— Stated task —
Return the lines below word for word, leaving out the pictures.

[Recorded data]
-- -- --
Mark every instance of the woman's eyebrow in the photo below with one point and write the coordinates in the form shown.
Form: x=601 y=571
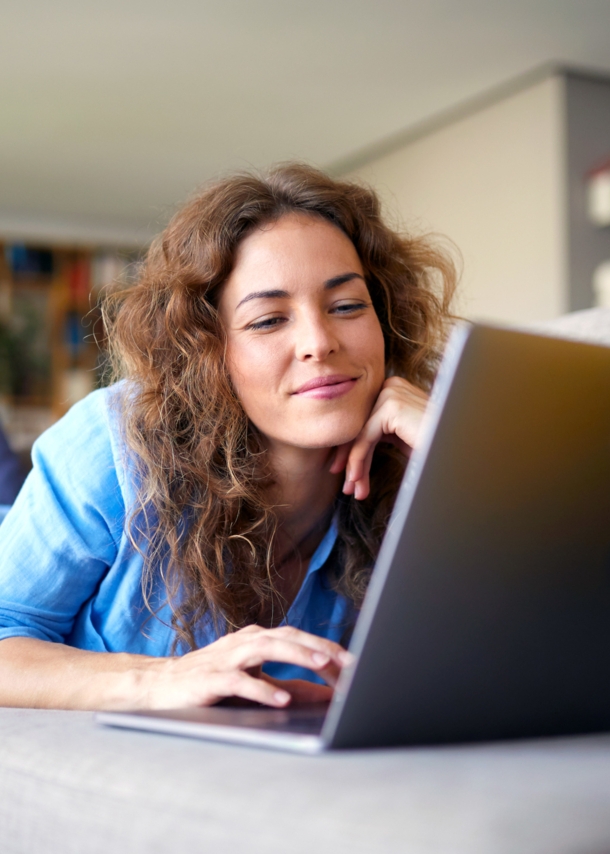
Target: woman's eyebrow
x=262 y=295
x=329 y=284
-- -- --
— Solved exercise —
Mark every instance of the woman's eyebrow in the photo below with one point and write the coordinates in the form shown.
Form: x=601 y=571
Target: woman's eyebrow
x=262 y=295
x=329 y=284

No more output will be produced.